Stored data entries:
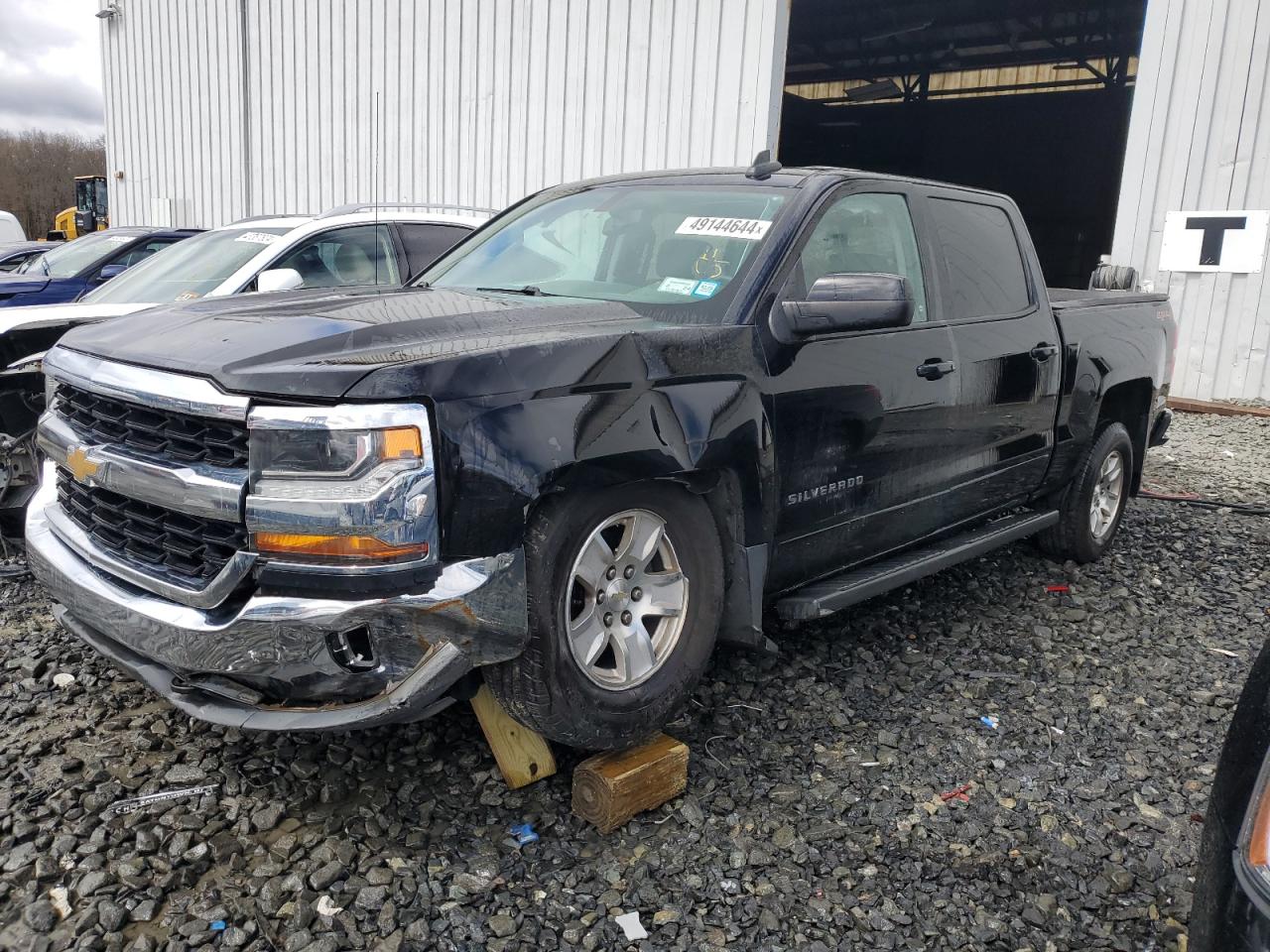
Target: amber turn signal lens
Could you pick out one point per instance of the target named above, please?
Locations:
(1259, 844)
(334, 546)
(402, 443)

--

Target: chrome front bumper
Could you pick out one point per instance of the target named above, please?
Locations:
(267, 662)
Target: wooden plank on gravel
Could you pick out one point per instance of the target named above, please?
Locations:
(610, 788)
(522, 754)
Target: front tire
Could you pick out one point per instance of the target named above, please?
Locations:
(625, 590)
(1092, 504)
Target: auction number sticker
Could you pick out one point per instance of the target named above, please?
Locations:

...

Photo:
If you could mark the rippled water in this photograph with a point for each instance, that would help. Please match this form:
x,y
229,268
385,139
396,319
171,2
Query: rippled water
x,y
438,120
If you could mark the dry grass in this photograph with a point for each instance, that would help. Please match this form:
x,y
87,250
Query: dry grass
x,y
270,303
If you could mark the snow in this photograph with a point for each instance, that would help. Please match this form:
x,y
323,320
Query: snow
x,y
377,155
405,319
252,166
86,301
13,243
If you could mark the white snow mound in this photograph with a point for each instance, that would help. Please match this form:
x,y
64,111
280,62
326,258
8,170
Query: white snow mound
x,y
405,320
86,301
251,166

EXERCISE DESCRIPTION:
Among the lines above, find those carrying the word "this" and copy them out.

EXPECTED ANSWER:
If you could mark the rippled water in this photograph with a point for each instance, that would help. Please match this form:
If you could mark the dry grass in this photograph with a point for each instance, that would help. Please match this form:
If you could mark the snow in this photograph with a point for each instance, that would help. Please match this form:
If you could mark the white snow mound in this photograph with a point for each instance, that would help. Please match this form:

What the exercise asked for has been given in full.